### [Given text]

━━━

In cryptography, a key-agreement protocol is a protocol whereby two or more parties can agree on a key in such a way that both influence the outcome. If properly done, this precludes undesired third parties from forcing a key choice on the agreeing parties. Protocols that are useful in practice also do not reveal to any eavesdropping party what key has been agreed upon.

Many key exchange systems have one party generate the key, and simply send that key to the other party—the other party has no influence on the key.
Using a key-agreement protocol avoids some of the key distribution problems associated with such systems.

Protocols where both parties influence the final derived key are the only way to implement perfect forward secrecy.

Exponential key exchange
The first publicly known public-key agreement protocol that meets the above criteria was the Diffie–Hellman key exchange, in which two parties jointly exponentiate a generator with random numbers, in such a way that an eavesdropper cannot feasibly determine what the resultant value used to produce a shared key is.

Exponential key exchange in and of itself does not specify any prior agreement or subsequent authentication between the participants.  It has thus been described as an anonymous key agreement protocol.

Authentication

Anonymous key exchange, like Diffie–Hellman, does not provide authentication of the parties, and is thus vulnerable to man-in-the-middle attacks.

A wide variety of cryptographic authentication schemes and protocols have been developed to provide authenticated key agreement to prevent man-in-the-middle and related attacks. These methods generally mathematically bind the agreed key to other agreed-upon data, such as the following:
 Public/private key pairs
 Shared secret keys
 Passwords

Public keys
A widely used mechanism for defeating such attacks is the use of digitally signed keys that must be integrity-assured: if Bob's key is signed by a trusted third party vouching for his identity, Alice can have considerable confidence that a signed key she receives is not an attempt to intercept by Eve. When Alice and Bob have a public-key infrastructure, they may digitally sign an agreed Diffie–Hellman key, or exchanged Diffie–Hellman public keys. Such signed keys, sometimes signed by a certificate authority, are one of the primary mechanisms used for secure web traffic (including HTTPS, SSL or Transport Layer Security protocols). Other specific examples are MQV, YAK and the ISAKMP component of the IPsec protocol suite for securing Internet Protocol communications. However, these systems require care in endorsing the match between identity information and public keys by certificate authorities in order to work properly.

━━━

### [Raw records]
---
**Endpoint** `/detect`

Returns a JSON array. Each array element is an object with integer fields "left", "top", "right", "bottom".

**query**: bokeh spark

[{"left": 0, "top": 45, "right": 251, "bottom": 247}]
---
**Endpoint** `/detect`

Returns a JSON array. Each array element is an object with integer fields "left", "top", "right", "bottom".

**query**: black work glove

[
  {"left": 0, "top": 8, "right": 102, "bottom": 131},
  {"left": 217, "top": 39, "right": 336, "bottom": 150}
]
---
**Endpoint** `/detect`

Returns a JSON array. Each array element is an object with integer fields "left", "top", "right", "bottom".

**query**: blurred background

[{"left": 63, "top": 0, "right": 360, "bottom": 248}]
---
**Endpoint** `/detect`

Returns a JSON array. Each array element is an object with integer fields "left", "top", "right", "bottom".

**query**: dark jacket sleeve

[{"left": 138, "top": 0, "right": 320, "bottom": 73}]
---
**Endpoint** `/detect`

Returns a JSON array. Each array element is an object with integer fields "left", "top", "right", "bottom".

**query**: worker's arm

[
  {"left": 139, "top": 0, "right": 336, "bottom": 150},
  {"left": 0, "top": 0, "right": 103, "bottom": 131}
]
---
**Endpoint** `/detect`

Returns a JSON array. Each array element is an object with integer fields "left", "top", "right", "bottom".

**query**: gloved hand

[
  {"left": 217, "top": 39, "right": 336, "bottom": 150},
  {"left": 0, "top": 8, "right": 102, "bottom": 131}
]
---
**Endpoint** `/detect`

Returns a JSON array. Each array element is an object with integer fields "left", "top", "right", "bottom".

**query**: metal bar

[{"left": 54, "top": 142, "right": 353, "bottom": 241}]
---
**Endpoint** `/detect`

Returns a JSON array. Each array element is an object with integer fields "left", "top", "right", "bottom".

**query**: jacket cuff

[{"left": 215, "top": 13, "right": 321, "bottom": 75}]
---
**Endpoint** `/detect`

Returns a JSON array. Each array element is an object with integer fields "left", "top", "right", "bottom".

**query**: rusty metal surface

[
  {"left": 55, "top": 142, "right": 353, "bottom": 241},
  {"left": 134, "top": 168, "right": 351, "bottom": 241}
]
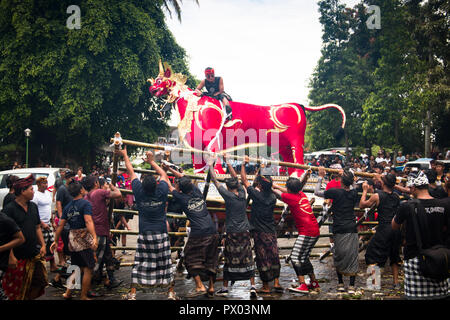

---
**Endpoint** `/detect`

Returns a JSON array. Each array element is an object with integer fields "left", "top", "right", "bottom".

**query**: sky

[{"left": 166, "top": 0, "right": 359, "bottom": 125}]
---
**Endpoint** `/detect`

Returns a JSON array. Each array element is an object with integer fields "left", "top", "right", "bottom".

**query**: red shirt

[
  {"left": 84, "top": 189, "right": 111, "bottom": 236},
  {"left": 281, "top": 191, "right": 320, "bottom": 237},
  {"left": 325, "top": 179, "right": 341, "bottom": 190},
  {"left": 325, "top": 179, "right": 341, "bottom": 205}
]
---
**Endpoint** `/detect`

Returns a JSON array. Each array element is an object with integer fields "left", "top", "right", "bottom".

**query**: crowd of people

[{"left": 0, "top": 147, "right": 450, "bottom": 300}]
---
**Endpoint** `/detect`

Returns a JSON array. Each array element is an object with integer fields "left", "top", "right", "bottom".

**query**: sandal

[
  {"left": 206, "top": 289, "right": 215, "bottom": 298},
  {"left": 186, "top": 289, "right": 207, "bottom": 298},
  {"left": 122, "top": 292, "right": 136, "bottom": 300},
  {"left": 87, "top": 290, "right": 103, "bottom": 298},
  {"left": 256, "top": 288, "right": 272, "bottom": 294},
  {"left": 167, "top": 291, "right": 180, "bottom": 300},
  {"left": 273, "top": 287, "right": 284, "bottom": 293},
  {"left": 62, "top": 293, "right": 72, "bottom": 300}
]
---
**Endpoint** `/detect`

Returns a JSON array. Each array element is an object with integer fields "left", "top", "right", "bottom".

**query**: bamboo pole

[
  {"left": 111, "top": 138, "right": 400, "bottom": 178},
  {"left": 108, "top": 132, "right": 120, "bottom": 226}
]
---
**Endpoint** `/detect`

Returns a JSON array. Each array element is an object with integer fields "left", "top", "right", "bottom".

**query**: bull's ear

[{"left": 164, "top": 66, "right": 172, "bottom": 78}]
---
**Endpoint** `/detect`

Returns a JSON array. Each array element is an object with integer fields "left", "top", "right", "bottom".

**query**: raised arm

[
  {"left": 314, "top": 167, "right": 325, "bottom": 198},
  {"left": 223, "top": 155, "right": 237, "bottom": 178},
  {"left": 115, "top": 146, "right": 137, "bottom": 181},
  {"left": 359, "top": 182, "right": 380, "bottom": 209},
  {"left": 208, "top": 157, "right": 220, "bottom": 189},
  {"left": 145, "top": 151, "right": 169, "bottom": 184},
  {"left": 272, "top": 183, "right": 287, "bottom": 193},
  {"left": 165, "top": 166, "right": 184, "bottom": 179},
  {"left": 241, "top": 156, "right": 250, "bottom": 189},
  {"left": 272, "top": 185, "right": 282, "bottom": 200}
]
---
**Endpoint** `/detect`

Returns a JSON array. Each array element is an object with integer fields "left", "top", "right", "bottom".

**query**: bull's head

[{"left": 147, "top": 60, "right": 186, "bottom": 97}]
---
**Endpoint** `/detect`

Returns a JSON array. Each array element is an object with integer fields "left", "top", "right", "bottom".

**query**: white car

[
  {"left": 0, "top": 168, "right": 60, "bottom": 210},
  {"left": 402, "top": 158, "right": 433, "bottom": 171}
]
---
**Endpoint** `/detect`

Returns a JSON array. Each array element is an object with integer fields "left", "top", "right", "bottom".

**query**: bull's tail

[{"left": 304, "top": 104, "right": 346, "bottom": 129}]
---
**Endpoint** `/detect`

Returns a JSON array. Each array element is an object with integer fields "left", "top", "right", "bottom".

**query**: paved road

[{"left": 39, "top": 212, "right": 404, "bottom": 300}]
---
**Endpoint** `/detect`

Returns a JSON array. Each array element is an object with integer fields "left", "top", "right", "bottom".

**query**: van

[{"left": 0, "top": 168, "right": 60, "bottom": 210}]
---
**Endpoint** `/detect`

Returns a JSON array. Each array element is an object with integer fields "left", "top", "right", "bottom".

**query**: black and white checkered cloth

[
  {"left": 403, "top": 257, "right": 450, "bottom": 300},
  {"left": 41, "top": 229, "right": 55, "bottom": 245},
  {"left": 131, "top": 232, "right": 173, "bottom": 286},
  {"left": 291, "top": 235, "right": 319, "bottom": 264},
  {"left": 0, "top": 270, "right": 9, "bottom": 301}
]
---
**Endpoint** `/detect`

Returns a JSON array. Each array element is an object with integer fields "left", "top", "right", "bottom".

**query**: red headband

[{"left": 13, "top": 174, "right": 34, "bottom": 190}]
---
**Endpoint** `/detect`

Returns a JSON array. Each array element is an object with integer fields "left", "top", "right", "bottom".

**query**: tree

[
  {"left": 307, "top": 0, "right": 373, "bottom": 155},
  {"left": 0, "top": 0, "right": 193, "bottom": 169}
]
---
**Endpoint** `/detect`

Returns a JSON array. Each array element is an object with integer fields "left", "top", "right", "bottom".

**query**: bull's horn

[{"left": 159, "top": 59, "right": 164, "bottom": 76}]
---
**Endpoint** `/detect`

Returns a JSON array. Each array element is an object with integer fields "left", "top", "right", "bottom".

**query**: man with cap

[
  {"left": 359, "top": 173, "right": 401, "bottom": 289},
  {"left": 392, "top": 172, "right": 450, "bottom": 300},
  {"left": 3, "top": 174, "right": 48, "bottom": 300},
  {"left": 32, "top": 176, "right": 57, "bottom": 272},
  {"left": 51, "top": 169, "right": 75, "bottom": 288},
  {"left": 195, "top": 67, "right": 232, "bottom": 120}
]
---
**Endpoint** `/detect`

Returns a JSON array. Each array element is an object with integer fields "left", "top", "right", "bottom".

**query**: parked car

[
  {"left": 0, "top": 168, "right": 60, "bottom": 210},
  {"left": 402, "top": 158, "right": 433, "bottom": 171},
  {"left": 304, "top": 150, "right": 345, "bottom": 163}
]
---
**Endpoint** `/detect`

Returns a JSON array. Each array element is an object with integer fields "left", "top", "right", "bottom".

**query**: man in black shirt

[
  {"left": 359, "top": 173, "right": 401, "bottom": 290},
  {"left": 241, "top": 156, "right": 283, "bottom": 294},
  {"left": 168, "top": 167, "right": 219, "bottom": 297},
  {"left": 0, "top": 212, "right": 25, "bottom": 301},
  {"left": 314, "top": 167, "right": 359, "bottom": 294},
  {"left": 2, "top": 175, "right": 19, "bottom": 208},
  {"left": 392, "top": 172, "right": 450, "bottom": 299},
  {"left": 208, "top": 156, "right": 257, "bottom": 298},
  {"left": 195, "top": 67, "right": 232, "bottom": 120},
  {"left": 51, "top": 169, "right": 75, "bottom": 288},
  {"left": 3, "top": 174, "right": 48, "bottom": 300}
]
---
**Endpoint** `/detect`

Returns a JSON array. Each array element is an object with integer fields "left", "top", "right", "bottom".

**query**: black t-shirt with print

[
  {"left": 247, "top": 186, "right": 277, "bottom": 233},
  {"left": 218, "top": 184, "right": 250, "bottom": 232},
  {"left": 375, "top": 190, "right": 400, "bottom": 225},
  {"left": 0, "top": 212, "right": 20, "bottom": 271},
  {"left": 324, "top": 188, "right": 359, "bottom": 233},
  {"left": 3, "top": 201, "right": 41, "bottom": 259},
  {"left": 172, "top": 186, "right": 217, "bottom": 236},
  {"left": 428, "top": 186, "right": 448, "bottom": 199},
  {"left": 394, "top": 198, "right": 450, "bottom": 260},
  {"left": 3, "top": 193, "right": 16, "bottom": 208}
]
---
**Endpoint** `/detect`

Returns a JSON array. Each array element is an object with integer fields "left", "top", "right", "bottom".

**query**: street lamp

[{"left": 25, "top": 128, "right": 31, "bottom": 168}]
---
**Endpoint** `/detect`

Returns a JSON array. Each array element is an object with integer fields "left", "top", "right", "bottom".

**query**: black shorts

[
  {"left": 61, "top": 229, "right": 71, "bottom": 256},
  {"left": 70, "top": 249, "right": 95, "bottom": 269}
]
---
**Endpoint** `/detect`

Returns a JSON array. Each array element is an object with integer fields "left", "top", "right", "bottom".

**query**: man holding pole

[
  {"left": 168, "top": 167, "right": 219, "bottom": 298},
  {"left": 115, "top": 147, "right": 177, "bottom": 300},
  {"left": 208, "top": 157, "right": 257, "bottom": 298},
  {"left": 273, "top": 175, "right": 320, "bottom": 294},
  {"left": 314, "top": 167, "right": 359, "bottom": 294}
]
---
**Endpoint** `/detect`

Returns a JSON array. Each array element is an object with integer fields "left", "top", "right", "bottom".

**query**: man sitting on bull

[{"left": 195, "top": 67, "right": 232, "bottom": 121}]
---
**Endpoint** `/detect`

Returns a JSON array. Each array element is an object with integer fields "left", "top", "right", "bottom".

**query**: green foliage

[
  {"left": 306, "top": 0, "right": 450, "bottom": 152},
  {"left": 0, "top": 0, "right": 192, "bottom": 169}
]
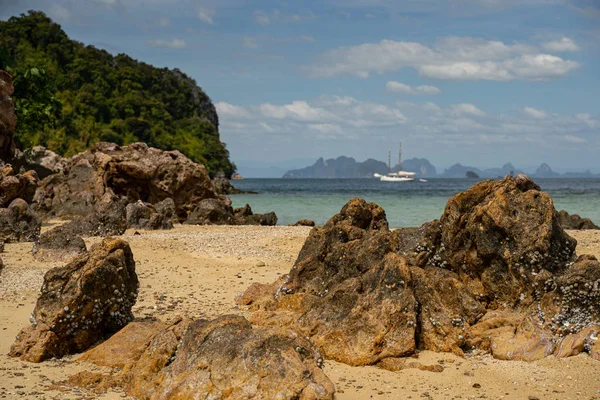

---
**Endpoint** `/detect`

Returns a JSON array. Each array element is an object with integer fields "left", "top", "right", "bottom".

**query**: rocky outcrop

[
  {"left": 0, "top": 165, "right": 38, "bottom": 207},
  {"left": 70, "top": 315, "right": 334, "bottom": 400},
  {"left": 35, "top": 143, "right": 224, "bottom": 220},
  {"left": 184, "top": 199, "right": 235, "bottom": 225},
  {"left": 233, "top": 204, "right": 277, "bottom": 226},
  {"left": 0, "top": 199, "right": 42, "bottom": 243},
  {"left": 32, "top": 225, "right": 87, "bottom": 261},
  {"left": 10, "top": 238, "right": 138, "bottom": 362},
  {"left": 0, "top": 69, "right": 17, "bottom": 161},
  {"left": 238, "top": 175, "right": 600, "bottom": 365},
  {"left": 558, "top": 210, "right": 600, "bottom": 229},
  {"left": 212, "top": 174, "right": 256, "bottom": 195},
  {"left": 126, "top": 199, "right": 175, "bottom": 230}
]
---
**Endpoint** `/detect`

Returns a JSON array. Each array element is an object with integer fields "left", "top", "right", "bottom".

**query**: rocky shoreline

[{"left": 0, "top": 67, "right": 600, "bottom": 399}]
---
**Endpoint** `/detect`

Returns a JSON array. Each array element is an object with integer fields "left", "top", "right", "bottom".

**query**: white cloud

━━━

### [What is needed]
Reproduce the passage on key-agreement protocols word for word, from "Many key exchange" up to and including "perfect forward secrecy.".

### [Answer to the problem]
Many key exchange systems have one party generate the key, and simply send that key to the other party—the other party has no influence on the key.
Using a key-agreement protocol avoids some of the key distribution problems associated with such systems.

Protocols where both parties influence the final derived key are the only way to implement perfect forward secrecy.